[WHAT YOU NEED TO DO] Pick up the passage on laboratory biosafety practices where it stops, and write the next part of it.

[EXTRACT]

Furthermore, a safety cabinet was observed in 16 (20.0%) of all audited laboratories. This differs from a rate of 5.8% reported in a previous study [13]. No biosafety cabinet was found in all public and private primary laboratories. However, public laboratories were significantly more likely (p ≤ 0.0001) to have a biosafety cabinet than private laboratories. An attempt to compare different tiers of laboratories also revealed a similar difference between public secondary and private secondary laboratories. Culture of specimen, for example, sputum that contains highly contagious agents such as Mycobacterium tuberculosis, in laboratories without safety cabinets represents a serious threat to the health of laboratory workers.
Routine use of hand gloves in handling clinical specimens was recorded in 35% of all laboratories in this study. The highest use of hand gloves was observed in public laboratories in tertiary health care facilities. This was found to reduce steadily from public secondary to public primary laboratories. No significant difference was observed in issues relating to hand glove use between the different tiers of laboratories except those in the secondary category with public laboratories recording a higher rate of use. Generally, however, hand gloves were 2–15 times more likely to be used in public diagnostic laboratories than in private ones. Correct and consistent use of hand gloves by health workers reduces the risk of acquiring occupational related diseases [14]. Renewed emphasis by laboratory managers on routine use of hand gloves especially among health workers in private laboratories is necessary.
The incidence of infection with HBV has declined in health care workers in recent years largely because of widespread immunization with hepatitis B vaccine [15]. In this study, only eight (10%) laboratories had an HBV vaccination program for all laboratory workers. Findings from a Nigerian study carried out on laboratory health workers in two teaching hospitals in Nigeria reveals that more than 90% of them were not immunized against HBV [16]. This trend, and indeed the poor policy of HBV vaccination program observed in this study, puts laboratory workers at increased risk of acquiring occupational related HBV infection from handling of blood samples.

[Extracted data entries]
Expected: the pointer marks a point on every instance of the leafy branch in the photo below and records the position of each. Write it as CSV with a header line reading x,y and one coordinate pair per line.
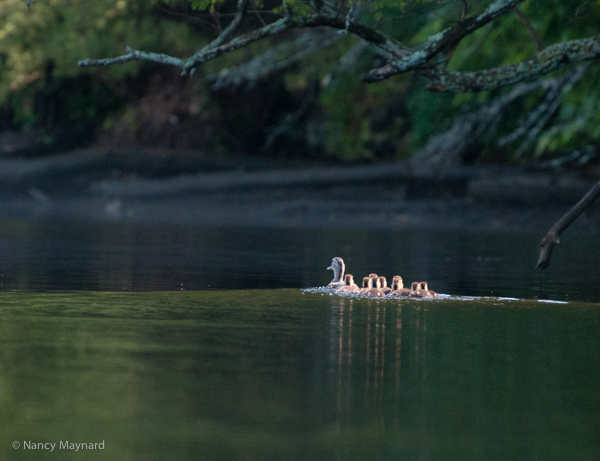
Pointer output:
x,y
399,57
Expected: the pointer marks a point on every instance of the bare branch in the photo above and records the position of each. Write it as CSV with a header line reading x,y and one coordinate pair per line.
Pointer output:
x,y
552,237
133,55
441,41
552,58
385,45
233,26
536,38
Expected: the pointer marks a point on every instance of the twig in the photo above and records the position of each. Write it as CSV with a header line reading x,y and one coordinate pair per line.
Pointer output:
x,y
552,237
536,38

[ANSWER]
A biosafety manual was found in one (3.2%) of all laboratories examined. This is a far cry from the 56.5% previously reported in an Indian study [13]. The only manual observed in this study was found in a laboratory situated in a public tertiary health care facility. No statistical difference was observed in the presence of biosafety manual in private and public laboratories. The World Health Organization over the years has revised the laboratory biosafety manual with new information on risk assessment, safe use of recombinant DNA technology, and transport of infectious materials [17]. This marked absence of laboratory biosafety manual in laboratories surveyed paints a worrisome picture of the biosafety consciousness level of laboratory heads and managers and staff of laboratories examined. This is further amplified by the complete absence of record of previous spills and accidents in all laboratories examined. The presence of record of spills and accidents in diagnostic laboratories could aid health managers and planners to identify safety needs, articulate new safety measures, and influence decision making relating to the allocation of resources in promoting safety in the work area. A biohazard sign on a laboratory entrance was observed in 3.75% of all laboratories surveyed. This is far lower than the reported value of 43.5% in a study conducted in Thailand [18].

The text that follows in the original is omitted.